ABOUT THIS TASK - Extract the passage from the athletics page, copying everything from "Baseball was a" down to "six innings, respectively.".
+++ PAGE EXTRACT
Baseball was a short-lived sport at PCC, played from 1981 until around 1983. One notable outcome for the Eagle nine occurred on April 10, 1982, when Pensacola Christian and Alabama Christian (now Faulkner University) played an extremely unconventional triple-header. The Eagles lost all three games and were outscored 30–6, allowing a total of twenty stolen bases in games consisting of five, seven, and six innings, respectively.

====Men's wrestling====
Men's wrestling was a sport at Pensacola Christian from 1991 until 2006, competing in the NCCAA from 1991 to 1998 and in the NCWA from 1998 to 2006. The Eagles' first wrestling matchup was a loss to Florida State at PCC on November 23, 1991. As of the 2004–05 season, Pensacola Christian was the only varsity intercollegiate men's wrestling program in the state of Florida. All others, including other NCWA programs, were club sports. Sixty-seven Eagles were named All-Americans throughout the program's history: 28 in the NCCAA and 39 in the NCWA. While in the NCWA, PCC won two Most Outstanding Wrestler awards and had nine national champions. Men's wrestling was coached by hall of fame wrestler Jim Hazewinkel from 1991 to 2006, as well as Dave Hazewinkel, Jim's twin brother, as of 2004.
++++++
+++ DATA LISTING
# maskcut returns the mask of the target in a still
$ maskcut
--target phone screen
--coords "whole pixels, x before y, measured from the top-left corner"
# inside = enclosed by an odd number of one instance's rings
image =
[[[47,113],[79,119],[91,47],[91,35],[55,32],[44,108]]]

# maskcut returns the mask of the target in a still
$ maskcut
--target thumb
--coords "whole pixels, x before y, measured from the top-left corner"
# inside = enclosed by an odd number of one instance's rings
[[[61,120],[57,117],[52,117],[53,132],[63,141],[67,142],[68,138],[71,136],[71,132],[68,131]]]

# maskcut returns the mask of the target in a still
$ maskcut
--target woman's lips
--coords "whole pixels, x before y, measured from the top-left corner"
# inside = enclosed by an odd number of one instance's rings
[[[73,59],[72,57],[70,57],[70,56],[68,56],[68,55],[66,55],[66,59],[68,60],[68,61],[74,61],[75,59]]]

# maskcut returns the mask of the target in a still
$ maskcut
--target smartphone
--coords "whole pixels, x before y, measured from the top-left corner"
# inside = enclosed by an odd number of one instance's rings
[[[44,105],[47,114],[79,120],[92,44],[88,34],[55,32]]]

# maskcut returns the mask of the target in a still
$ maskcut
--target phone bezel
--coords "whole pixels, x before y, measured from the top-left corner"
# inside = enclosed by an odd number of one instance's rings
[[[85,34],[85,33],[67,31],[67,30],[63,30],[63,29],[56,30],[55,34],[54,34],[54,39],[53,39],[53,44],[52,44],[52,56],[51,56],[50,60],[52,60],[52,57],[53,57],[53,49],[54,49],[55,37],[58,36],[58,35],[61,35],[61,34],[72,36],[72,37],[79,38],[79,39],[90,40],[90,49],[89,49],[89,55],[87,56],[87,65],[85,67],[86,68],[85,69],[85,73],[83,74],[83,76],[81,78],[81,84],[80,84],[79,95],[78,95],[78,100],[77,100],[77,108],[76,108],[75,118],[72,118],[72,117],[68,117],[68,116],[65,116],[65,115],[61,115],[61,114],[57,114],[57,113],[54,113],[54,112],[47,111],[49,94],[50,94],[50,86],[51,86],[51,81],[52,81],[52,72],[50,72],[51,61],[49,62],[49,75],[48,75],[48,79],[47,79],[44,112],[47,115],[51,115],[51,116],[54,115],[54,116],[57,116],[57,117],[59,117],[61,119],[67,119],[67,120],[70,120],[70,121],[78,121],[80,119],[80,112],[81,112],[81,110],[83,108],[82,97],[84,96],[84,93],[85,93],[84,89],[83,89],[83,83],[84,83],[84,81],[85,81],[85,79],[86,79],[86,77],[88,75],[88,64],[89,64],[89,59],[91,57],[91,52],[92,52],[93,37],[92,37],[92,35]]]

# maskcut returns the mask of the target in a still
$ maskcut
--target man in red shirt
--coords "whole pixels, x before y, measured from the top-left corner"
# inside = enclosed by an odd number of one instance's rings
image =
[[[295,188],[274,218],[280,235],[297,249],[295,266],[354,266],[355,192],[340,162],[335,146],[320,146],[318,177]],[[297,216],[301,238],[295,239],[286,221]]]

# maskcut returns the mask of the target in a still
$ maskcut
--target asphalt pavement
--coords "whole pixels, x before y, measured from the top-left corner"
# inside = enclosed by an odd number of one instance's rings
++++++
ANSWER SECTION -
Baseball was a short-lived sport at PCC, played from 1981 until around 1983. One notable outcome for the Eagle nine occurred on April 10, 1982, when Pensacola Christian and Alabama Christian (now Faulkner University) played an extremely unconventional triple-header. The Eagles lost all three games and were outscored 30–6, allowing a total of twenty stolen bases in games consisting of five, seven, and six innings, respectively.